» **文章の抜粋**
遺伝子組換え、生物製剤、精密農業で収量増
そのためにウェンテ氏が取り組んでいるのが、積極的な先端技術の導入だ。今回の米国農業視察ツアーでは、最先端の農業技術を提供しているというモンサント・カンパニー(以下モンサント社)の研究施設や本社を訪問し、説明を聞いたが、ウェンテ氏もまた、そのモンサント社の先端技術をいくつか導入し、実際に成果をあげているという。
まず15年ほど前に取り入れたのが、モンサント社のバイオテクノロジー(遺伝子組換え技術)による害虫抵抗性トウモロコシ。トウモロコシの根を食い荒らす害虫を防除するもので、これだけで平均収穫量は単位面積当たり0.5~0.6トン増加した。
遺伝子組換え作物には、さまざまな意見もある。ウェンテ氏はどう考えているのか、率直にたずねてみた。

» **示された資料**
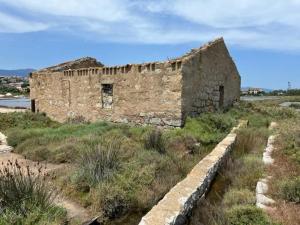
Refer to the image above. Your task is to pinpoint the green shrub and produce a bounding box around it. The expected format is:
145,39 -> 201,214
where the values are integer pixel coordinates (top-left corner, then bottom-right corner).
279,177 -> 300,203
232,155 -> 264,190
225,205 -> 272,225
234,128 -> 269,155
76,138 -> 121,186
0,161 -> 65,224
222,189 -> 256,208
144,129 -> 166,154
290,103 -> 300,109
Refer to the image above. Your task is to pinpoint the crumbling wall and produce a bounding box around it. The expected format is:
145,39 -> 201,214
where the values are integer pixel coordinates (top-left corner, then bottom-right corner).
182,39 -> 241,118
30,62 -> 182,126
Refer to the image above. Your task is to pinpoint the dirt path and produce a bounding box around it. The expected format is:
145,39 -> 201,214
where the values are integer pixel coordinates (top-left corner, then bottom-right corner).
0,132 -> 91,222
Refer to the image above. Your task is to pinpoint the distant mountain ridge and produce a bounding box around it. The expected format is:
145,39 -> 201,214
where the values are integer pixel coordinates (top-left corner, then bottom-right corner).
0,69 -> 35,77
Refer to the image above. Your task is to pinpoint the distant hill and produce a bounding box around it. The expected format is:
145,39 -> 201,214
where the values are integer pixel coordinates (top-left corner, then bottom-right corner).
0,69 -> 35,77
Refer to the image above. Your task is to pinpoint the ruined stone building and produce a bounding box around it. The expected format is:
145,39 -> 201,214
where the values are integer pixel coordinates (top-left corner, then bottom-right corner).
30,38 -> 241,127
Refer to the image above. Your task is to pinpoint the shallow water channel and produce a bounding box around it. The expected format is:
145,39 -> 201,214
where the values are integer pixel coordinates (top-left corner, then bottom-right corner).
185,157 -> 232,225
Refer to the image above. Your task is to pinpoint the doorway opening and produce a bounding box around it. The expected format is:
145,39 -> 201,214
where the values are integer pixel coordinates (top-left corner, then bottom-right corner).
31,99 -> 35,113
101,84 -> 113,109
219,86 -> 224,108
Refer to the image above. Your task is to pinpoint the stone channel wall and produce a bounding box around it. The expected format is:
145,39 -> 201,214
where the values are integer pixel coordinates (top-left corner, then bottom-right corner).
139,122 -> 245,225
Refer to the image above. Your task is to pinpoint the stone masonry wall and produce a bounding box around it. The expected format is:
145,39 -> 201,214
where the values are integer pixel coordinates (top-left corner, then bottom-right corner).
182,38 -> 241,118
139,122 -> 246,225
30,38 -> 241,127
30,62 -> 182,126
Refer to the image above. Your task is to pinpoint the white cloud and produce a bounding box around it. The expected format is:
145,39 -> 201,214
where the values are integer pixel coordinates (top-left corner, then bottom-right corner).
0,12 -> 48,33
0,0 -> 300,51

» **取り組む課題**
**a)** ウェンテ氏の農業についての文章のうち、「遺伝子組換え、生物製剤、精密農業で収量増」を含む語句で始まり「るのか、率直にたずねてみた。」で終わる部分を、一字も変えずに書き写せ。
**b)** ウェンテ氏の農業についての文章の最後の文に続けて、その先を書き足せ。

» **問題の解答**
**a)**
遺伝子組換え、生物製剤、精密農業で収量増
そのためにウェンテ氏が取り組んでいるのが、積極的な先端技術の導入だ。今回の米国農業視察ツアーでは、最先端の農業技術を提供しているというモンサント・カンパニー(以下モンサント社)の研究施設や本社を訪問し、説明を聞いたが、ウェンテ氏もまた、そのモンサント社の先端技術をいくつか導入し、実際に成果をあげているという。
まず15年ほど前に取り入れたのが、モンサント社のバイオテクノロジー(遺伝子組換え技術)による害虫抵抗性トウモロコシ。トウモロコシの根を食い荒らす害虫を防除するもので、これだけで平均収穫量は単位面積当たり0.5~0.6トン増加した。
遺伝子組換え作物には、さまざまな意見もある。ウェンテ氏はどう考えているのか、率直にたずねてみた。

**b)**
「多くの議論があることは把握していますが、私が知る限り、何らかの危険性を指摘する論文は存在しませんし、私自身は、収益を上げるために必要な技術だと考えています。収益が上がらなければ、そもそも農業を続けていくことができませんから」(ウェンテ氏)
さらに、現在テストしているのが「農業用生物製剤」だ。生物製剤とは、自然界に存在する有機素材を利用した薬剤のことで、医療分野で利用されている感染症の予防接種用ワクチンや、血液から生成される血液製剤なども生物製剤にあたる。
農業用生物製剤は、土壌中の微生物や植物抽出物、農業上の益虫などを素材とし、雑草や害虫の管理、ウイルス除去から、作物の健康維持や成長を促進までさせる。
ウェンテ氏が試用しているのはモンサント社「QuickRoots(クイックルーツ)」というブランドで、種をコーティングすると、通常よりも根の成長が促進され、土壌中の養分を効率的に吸収できるとされており、実際に収穫量が増加したら、導入するつもりだという。